- [The exercise] Copy the article on the permanent extension of the Fair Credit Reporting Act word for word and in its entirety, preserving every line.

----- Source text -----

FCRA Permanently Extended

Washington

Despite some misgivings, insurance groups are applauding Congress for approving legislation permanently extending the Fair Credit Reporting Act.

The legislation establishes uniform rules for credit information and preempts state laws that are inconsistent with the national standard.

However, the final bill, which President Bush has said he will sign, contains two provisions that concern insurance companies.

One provision allows consumers to opt out of information sharing among financial institution affiliates that use the information for marketing and solicitation purposes, and requires financial institutions to notify consumers of their right to opt out.

Catherine Willis, director of government relations for the Des Plaines, Ill.-based National Association of Independent Insurers, said that the insurance industry asked Congress to create a narrow exception for certain products and services sold by insurance companies, in which information sharing could benefit consumers. But the effort did not succeed, she said.

She noted that, frequently, consumers obtain insurance from different affiliates of a company. For example, Ms. Willis noted, auto insurance might be sold through one affiliate, while homeowners insurance is sold through another. But the average consumer believes he or she is simply buying insurance from one company, she said.

The insurance industry, Ms. Willis said, asked Congress to allow an exception to the opt-out rule for similar products such as insurance.

Still, she said, the process is not over. The FCRA extension will still be subject to rulemaking, Ms. Willis noted, and some provisions of the bill may be open to interpretation. The insurance industry, she said, will participate actively in the rulemaking process toward the end of efficient and effective enforcement of the provision.

Another provision calls for a Federal Trade Commission and Federal Reserve Board study, in consultation with the Fair Housing Administration of the Department of Housing and Urban Development, on the impact of insurance credit scoring on the availability of credit.

----- Entries shown -----

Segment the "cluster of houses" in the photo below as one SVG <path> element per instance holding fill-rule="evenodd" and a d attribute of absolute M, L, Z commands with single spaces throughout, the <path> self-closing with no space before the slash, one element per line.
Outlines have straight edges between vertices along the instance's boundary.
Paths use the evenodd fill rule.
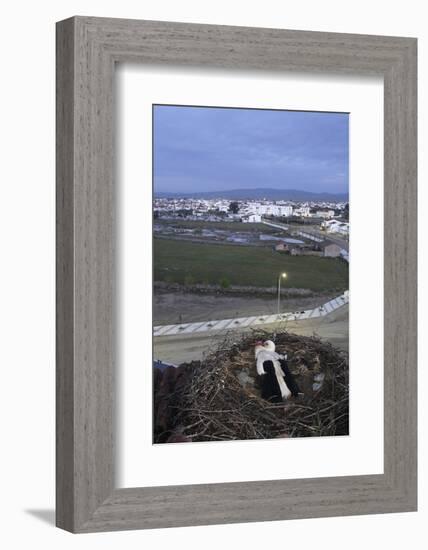
<path fill-rule="evenodd" d="M 229 199 L 194 199 L 194 198 L 160 198 L 154 199 L 154 209 L 159 213 L 174 215 L 177 212 L 187 211 L 197 217 L 205 217 L 215 212 L 235 216 L 230 211 L 231 200 Z M 301 218 L 322 218 L 329 220 L 334 217 L 335 210 L 343 209 L 342 203 L 330 202 L 295 202 L 295 201 L 273 201 L 273 200 L 240 200 L 239 218 L 251 223 L 265 216 L 274 217 L 301 217 Z"/>

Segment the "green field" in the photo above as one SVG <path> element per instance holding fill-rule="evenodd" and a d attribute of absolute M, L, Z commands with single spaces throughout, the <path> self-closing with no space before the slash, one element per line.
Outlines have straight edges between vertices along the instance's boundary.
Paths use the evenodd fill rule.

-----

- [Task response]
FCRA Permanently Extended

Washington

Despite some misgivings, insurance groups are applauding Congress for approving legislation permanently extending the Fair Credit Reporting Act.

The legislation establishes uniform rules for credit information and preempts state laws that are inconsistent with the national standard.

However, the final bill, which President Bush has said he will sign, contains two provisions that concern insurance companies.

One provision allows consumers to opt out of information sharing among financial institution affiliates that use the information for marketing and solicitation purposes, and requires financial institutions to notify consumers of their right to opt out.

Catherine Willis, director of government relations for the Des Plaines, Ill.-based National Association of Independent Insurers, said that the insurance industry asked Congress to create a narrow exception for certain products and services sold by insurance companies, in which information sharing could benefit consumers. But the effort did not succeed, she said.

She noted that, frequently, consumers obtain insurance from different affiliates of a company. For example, Ms. Willis noted, auto insurance might be sold through one affiliate, while homeowners insurance is sold through another. But the average consumer believes he or she is simply buying insurance from one company, she said.

The insurance industry, Ms. Willis said, asked Congress to allow an exception to the opt-out rule for similar products such as insurance.

Still, she said, the process is not over. The FCRA extension will still be subject to rulemaking, Ms. Willis noted, and some provisions of the bill may be open to interpretation. The insurance industry, she said, will participate actively in the rulemaking process toward the end of efficient and effective enforcement of the provision.

Another provision calls for a Federal Trade Commission and Federal Reserve Board study, in consultation with the Fair Housing Administration of the Department of Housing and Urban Development, on the impact of insurance credit scoring on the availability of credit.